** start **

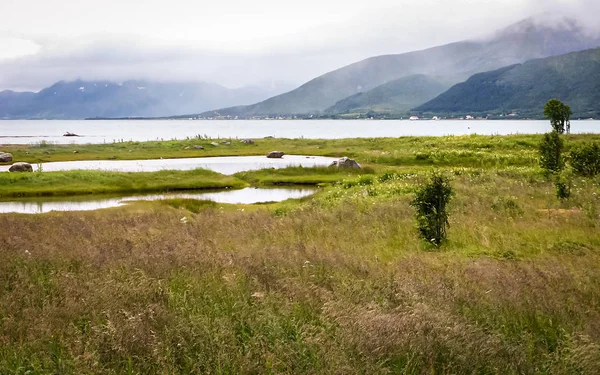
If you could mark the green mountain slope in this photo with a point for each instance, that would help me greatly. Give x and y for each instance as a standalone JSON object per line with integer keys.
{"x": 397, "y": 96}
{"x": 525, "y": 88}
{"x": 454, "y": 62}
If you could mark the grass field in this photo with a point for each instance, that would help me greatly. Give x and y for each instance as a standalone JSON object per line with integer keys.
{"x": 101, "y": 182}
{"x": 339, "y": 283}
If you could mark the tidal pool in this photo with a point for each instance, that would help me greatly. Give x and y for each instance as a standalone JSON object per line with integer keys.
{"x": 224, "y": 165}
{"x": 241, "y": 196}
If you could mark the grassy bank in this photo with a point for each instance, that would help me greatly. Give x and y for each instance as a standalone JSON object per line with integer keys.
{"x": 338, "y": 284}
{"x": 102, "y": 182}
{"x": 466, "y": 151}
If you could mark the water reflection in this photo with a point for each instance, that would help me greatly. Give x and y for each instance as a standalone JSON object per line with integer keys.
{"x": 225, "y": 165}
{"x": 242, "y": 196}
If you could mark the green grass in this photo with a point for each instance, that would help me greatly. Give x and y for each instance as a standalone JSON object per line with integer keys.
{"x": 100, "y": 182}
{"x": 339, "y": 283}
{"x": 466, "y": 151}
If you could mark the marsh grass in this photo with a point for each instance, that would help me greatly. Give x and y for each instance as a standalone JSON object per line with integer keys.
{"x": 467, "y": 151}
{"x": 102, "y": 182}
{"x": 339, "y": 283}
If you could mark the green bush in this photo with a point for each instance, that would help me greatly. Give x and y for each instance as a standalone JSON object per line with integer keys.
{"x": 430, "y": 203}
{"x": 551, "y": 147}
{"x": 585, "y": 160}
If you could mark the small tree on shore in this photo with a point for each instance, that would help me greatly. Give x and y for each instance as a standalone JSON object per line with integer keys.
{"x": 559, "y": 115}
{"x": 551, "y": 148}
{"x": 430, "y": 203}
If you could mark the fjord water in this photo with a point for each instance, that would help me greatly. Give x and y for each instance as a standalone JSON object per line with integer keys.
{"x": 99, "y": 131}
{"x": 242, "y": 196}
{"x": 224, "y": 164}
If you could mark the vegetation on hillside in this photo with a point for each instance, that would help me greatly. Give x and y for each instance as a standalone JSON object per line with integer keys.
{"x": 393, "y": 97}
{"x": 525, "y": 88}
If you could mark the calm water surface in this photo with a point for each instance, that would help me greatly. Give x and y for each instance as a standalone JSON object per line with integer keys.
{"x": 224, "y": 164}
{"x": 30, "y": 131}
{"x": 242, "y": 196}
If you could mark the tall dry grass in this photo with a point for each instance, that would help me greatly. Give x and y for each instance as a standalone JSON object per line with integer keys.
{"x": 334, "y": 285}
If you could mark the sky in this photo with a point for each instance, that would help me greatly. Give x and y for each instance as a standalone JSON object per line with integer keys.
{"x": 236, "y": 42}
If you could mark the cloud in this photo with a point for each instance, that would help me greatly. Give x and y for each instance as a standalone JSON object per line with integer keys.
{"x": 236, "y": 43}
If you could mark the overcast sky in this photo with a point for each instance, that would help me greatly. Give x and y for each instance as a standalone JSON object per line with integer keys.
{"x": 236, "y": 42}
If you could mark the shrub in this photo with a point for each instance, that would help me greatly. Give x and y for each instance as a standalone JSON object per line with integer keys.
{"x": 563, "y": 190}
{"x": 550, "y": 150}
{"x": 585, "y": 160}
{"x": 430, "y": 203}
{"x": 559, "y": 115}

** end **
** start **

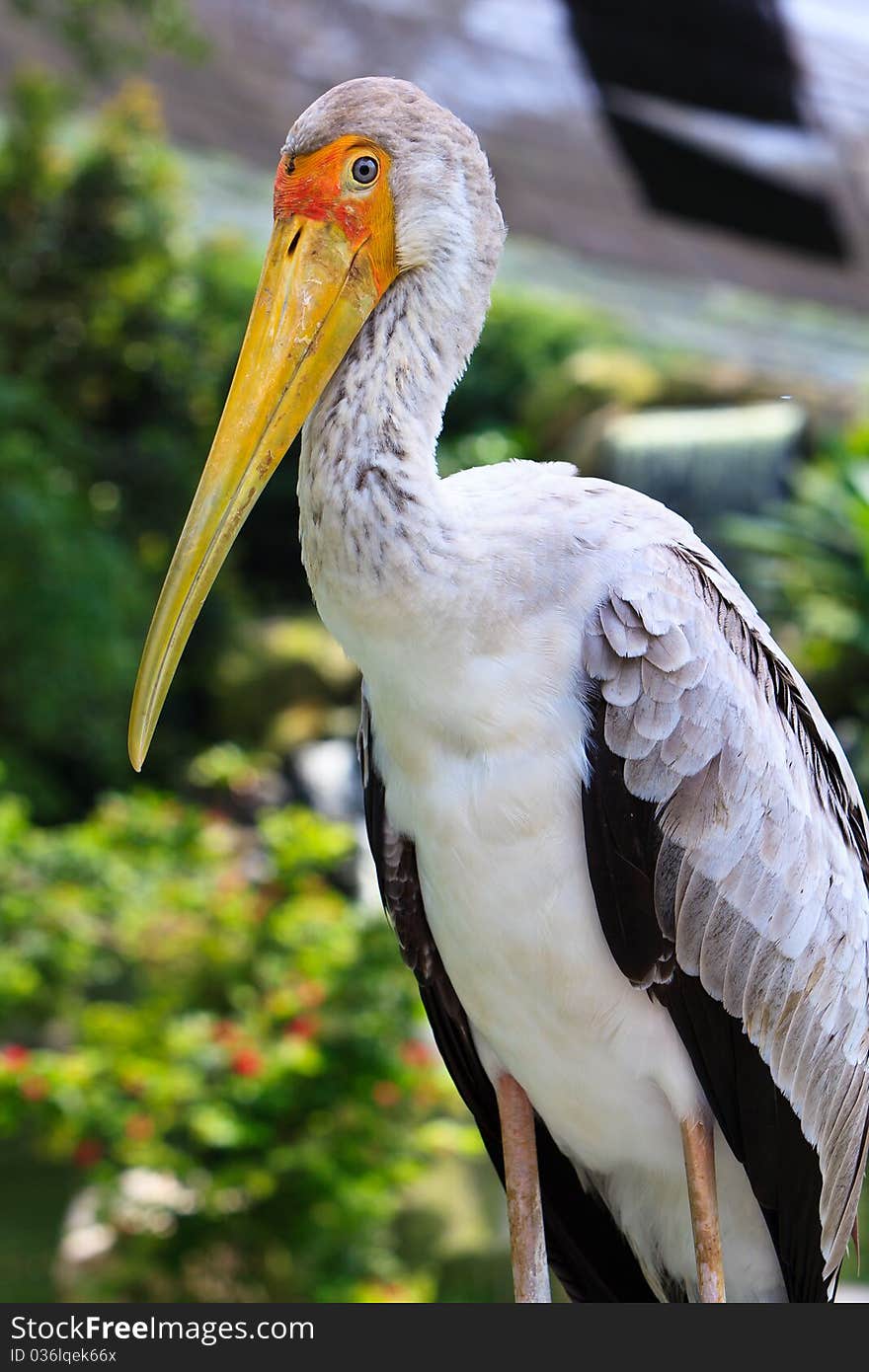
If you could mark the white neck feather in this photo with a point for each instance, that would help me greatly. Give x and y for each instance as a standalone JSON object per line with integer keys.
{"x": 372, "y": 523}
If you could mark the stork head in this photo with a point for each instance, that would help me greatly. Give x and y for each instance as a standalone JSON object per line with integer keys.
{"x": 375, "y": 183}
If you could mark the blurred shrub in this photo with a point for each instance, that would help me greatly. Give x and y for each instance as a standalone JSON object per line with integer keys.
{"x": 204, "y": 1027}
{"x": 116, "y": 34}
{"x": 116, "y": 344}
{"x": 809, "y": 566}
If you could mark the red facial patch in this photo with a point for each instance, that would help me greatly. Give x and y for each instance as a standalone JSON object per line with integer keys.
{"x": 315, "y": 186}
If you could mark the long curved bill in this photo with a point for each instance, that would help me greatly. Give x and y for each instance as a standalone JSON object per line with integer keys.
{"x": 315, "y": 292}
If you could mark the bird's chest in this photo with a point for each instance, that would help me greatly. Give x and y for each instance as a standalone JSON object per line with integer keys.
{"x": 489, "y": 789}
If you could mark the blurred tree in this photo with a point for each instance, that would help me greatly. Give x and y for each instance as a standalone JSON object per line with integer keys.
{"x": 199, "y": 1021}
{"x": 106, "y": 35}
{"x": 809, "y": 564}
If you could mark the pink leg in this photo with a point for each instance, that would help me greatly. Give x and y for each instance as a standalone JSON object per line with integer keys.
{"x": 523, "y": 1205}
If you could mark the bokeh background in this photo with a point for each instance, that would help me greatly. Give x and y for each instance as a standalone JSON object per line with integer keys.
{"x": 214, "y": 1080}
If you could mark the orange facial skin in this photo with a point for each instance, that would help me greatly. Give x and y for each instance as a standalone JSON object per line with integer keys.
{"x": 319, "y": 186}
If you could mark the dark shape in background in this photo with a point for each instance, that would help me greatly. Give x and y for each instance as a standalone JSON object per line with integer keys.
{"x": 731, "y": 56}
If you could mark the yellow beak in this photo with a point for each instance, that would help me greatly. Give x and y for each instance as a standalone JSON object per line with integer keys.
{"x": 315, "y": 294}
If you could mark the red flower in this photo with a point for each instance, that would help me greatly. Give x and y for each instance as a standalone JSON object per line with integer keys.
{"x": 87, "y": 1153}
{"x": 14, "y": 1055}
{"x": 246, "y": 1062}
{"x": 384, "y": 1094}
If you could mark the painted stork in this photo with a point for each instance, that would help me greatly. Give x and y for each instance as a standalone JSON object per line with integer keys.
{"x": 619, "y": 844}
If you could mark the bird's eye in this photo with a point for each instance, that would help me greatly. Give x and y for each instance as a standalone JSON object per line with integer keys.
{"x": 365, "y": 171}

** end **

**Exercise objective**
List each line of the listing above that contains the string "background". Matching is case-sensitive.

**Expected answer**
If you could mark the bokeh background in this photo with a point for each instance, that would help me greatly. Give x and y for each instance as a standalone JSON object per line with integer keys.
If you could mark the dark shape in background in this photo with a point for each instance, that would help me greatly. Give x and y for each instance as a standalone JSON object per line with integer keys.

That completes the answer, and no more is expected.